** Begin The input **

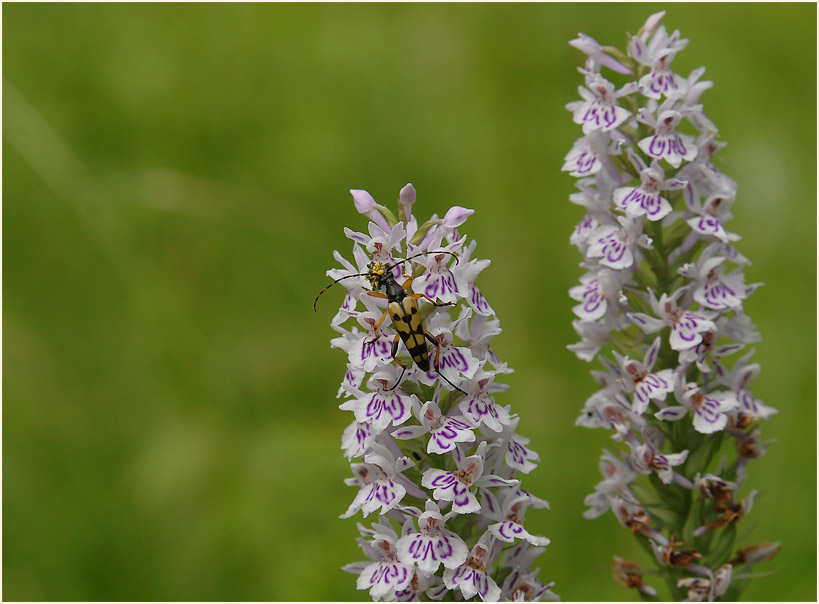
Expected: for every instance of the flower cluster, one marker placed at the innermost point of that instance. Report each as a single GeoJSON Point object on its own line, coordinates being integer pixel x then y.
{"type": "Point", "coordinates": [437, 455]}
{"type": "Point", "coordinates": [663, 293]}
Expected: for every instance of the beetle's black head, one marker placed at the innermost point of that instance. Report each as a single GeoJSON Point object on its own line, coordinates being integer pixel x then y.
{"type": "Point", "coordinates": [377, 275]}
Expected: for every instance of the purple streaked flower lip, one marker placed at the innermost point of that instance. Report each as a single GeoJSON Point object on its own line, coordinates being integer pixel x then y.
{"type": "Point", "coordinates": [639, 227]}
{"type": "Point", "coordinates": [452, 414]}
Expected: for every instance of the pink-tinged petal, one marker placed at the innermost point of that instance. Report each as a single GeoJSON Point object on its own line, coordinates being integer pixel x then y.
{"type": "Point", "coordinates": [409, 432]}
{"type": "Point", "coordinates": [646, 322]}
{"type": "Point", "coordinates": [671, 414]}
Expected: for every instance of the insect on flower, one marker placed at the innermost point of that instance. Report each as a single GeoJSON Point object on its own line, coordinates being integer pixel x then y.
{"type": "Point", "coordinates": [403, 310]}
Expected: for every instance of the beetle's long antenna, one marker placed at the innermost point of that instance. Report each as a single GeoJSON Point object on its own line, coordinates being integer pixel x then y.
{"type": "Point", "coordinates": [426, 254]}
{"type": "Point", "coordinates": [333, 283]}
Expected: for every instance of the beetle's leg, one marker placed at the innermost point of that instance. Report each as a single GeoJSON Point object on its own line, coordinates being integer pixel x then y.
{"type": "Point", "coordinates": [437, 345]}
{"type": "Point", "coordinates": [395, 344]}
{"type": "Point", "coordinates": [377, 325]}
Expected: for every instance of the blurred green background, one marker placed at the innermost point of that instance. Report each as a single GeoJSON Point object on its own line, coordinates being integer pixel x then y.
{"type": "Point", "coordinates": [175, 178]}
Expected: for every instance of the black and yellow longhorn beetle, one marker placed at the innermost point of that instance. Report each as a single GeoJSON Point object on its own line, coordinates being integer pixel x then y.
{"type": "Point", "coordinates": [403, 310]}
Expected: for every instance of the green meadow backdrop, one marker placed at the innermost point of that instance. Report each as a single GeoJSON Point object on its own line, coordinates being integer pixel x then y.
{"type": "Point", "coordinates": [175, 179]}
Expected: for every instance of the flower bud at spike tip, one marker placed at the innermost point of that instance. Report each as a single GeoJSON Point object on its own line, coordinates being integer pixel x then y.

** End The input **
** Begin The input **

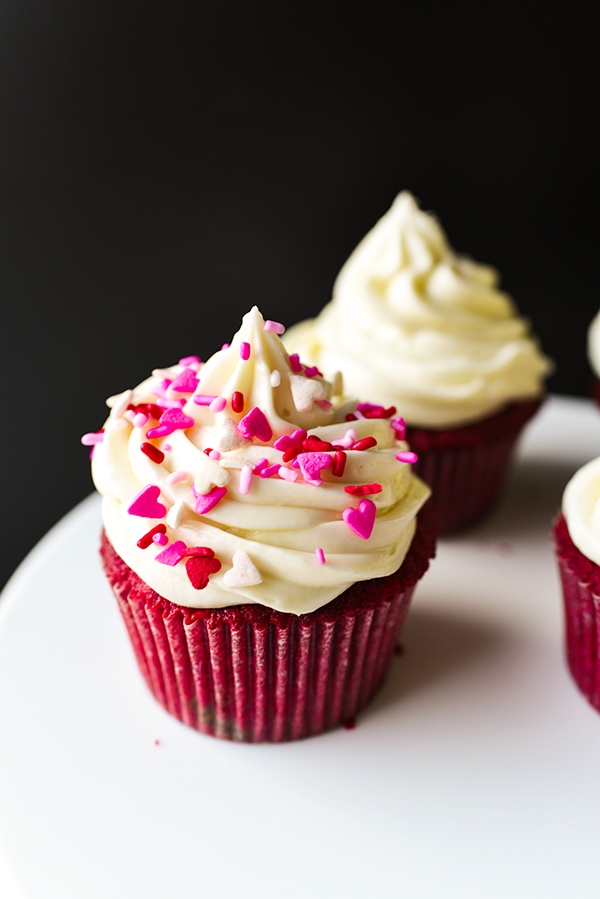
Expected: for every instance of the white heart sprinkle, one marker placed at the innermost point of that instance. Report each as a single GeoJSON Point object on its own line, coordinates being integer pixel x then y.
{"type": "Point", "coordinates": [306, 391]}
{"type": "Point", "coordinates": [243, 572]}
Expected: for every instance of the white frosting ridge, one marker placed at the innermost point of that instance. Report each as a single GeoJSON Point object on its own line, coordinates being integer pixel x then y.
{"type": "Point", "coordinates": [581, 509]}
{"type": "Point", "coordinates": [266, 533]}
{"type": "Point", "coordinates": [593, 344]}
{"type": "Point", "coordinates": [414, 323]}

** End The input **

Locate every line in the rows above that contains the string "insect", matching case exactly, and copy each such line in full.

* Task result
Expected: for every instance of the insect on flower, one marker placed at the innermost point of that instance. Report each as a single GeoJSON Point object on its own line, coordinates being integer pixel x then y.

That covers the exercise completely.